[To do]
Every line of the entries below from the one containing "Query: white dress shirt" to the one containing "Query: circular badge on shirt", both ends included, must be written out exactly. No other line belongs in the answer.

[Source information]
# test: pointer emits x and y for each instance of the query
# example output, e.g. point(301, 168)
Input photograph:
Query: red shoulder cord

---

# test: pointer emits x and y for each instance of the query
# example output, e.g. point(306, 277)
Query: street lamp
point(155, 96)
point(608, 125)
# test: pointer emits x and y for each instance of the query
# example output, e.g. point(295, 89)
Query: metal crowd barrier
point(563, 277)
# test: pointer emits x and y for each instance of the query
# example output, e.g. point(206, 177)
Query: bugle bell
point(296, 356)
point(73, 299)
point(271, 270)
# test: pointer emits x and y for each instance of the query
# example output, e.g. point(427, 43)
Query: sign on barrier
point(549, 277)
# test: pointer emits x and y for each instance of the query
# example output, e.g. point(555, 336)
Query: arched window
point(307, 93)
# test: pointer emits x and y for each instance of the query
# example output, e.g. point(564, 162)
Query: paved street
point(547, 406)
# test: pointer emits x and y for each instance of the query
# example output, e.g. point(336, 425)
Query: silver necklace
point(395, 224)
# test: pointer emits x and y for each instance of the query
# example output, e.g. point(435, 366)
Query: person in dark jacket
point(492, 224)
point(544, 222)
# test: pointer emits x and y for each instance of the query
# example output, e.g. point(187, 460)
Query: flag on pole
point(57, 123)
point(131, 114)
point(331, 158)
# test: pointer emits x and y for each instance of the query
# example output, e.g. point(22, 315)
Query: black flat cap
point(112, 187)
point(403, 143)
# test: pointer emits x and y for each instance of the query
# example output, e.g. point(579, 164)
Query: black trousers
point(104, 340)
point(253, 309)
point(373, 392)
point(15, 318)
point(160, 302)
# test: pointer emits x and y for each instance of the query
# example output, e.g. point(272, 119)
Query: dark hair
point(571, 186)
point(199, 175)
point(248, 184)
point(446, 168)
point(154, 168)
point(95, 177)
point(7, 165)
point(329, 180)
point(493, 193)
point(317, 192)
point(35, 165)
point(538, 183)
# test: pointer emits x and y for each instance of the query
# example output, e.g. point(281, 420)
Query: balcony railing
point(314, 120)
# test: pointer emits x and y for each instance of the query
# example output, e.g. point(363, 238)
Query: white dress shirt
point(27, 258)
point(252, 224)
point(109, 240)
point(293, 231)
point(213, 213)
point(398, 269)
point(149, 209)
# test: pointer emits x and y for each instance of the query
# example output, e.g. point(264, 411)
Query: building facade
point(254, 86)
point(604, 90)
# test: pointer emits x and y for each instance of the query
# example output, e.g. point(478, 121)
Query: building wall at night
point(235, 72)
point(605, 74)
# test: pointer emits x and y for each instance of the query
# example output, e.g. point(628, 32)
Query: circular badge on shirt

--

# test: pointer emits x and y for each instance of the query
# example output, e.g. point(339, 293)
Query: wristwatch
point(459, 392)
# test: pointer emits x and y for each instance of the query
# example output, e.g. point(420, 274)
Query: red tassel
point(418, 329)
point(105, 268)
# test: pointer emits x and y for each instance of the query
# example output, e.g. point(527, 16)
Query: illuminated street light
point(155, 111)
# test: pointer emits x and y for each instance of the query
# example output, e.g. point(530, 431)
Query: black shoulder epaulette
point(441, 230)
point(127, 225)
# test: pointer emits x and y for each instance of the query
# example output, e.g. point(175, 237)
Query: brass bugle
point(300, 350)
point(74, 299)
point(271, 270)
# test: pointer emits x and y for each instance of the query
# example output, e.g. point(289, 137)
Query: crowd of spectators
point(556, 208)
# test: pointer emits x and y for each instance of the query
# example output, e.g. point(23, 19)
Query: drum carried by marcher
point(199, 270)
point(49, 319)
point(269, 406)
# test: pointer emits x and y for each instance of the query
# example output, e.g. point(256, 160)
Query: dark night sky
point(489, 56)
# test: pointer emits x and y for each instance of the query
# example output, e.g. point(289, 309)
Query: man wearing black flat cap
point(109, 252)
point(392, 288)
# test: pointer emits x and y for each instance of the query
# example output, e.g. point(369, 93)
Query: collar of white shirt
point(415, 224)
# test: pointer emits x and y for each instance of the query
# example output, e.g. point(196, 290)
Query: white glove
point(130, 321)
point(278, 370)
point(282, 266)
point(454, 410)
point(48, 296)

[Result of this task]
Query: white dress shirt
point(27, 258)
point(252, 224)
point(109, 240)
point(293, 231)
point(213, 213)
point(398, 269)
point(149, 209)
# test: pointer emits x and y for each instance of the query
# example output, e.g. point(264, 411)
Query: building facade
point(254, 86)
point(604, 90)
# test: pointer emits x and y for each instance of the query
# example output, e.g. point(478, 121)
Query: building wall at night
point(235, 72)
point(605, 74)
# test: pointer emits x and y for each instance of the query
# example output, e.g. point(628, 32)
Query: circular badge on shirt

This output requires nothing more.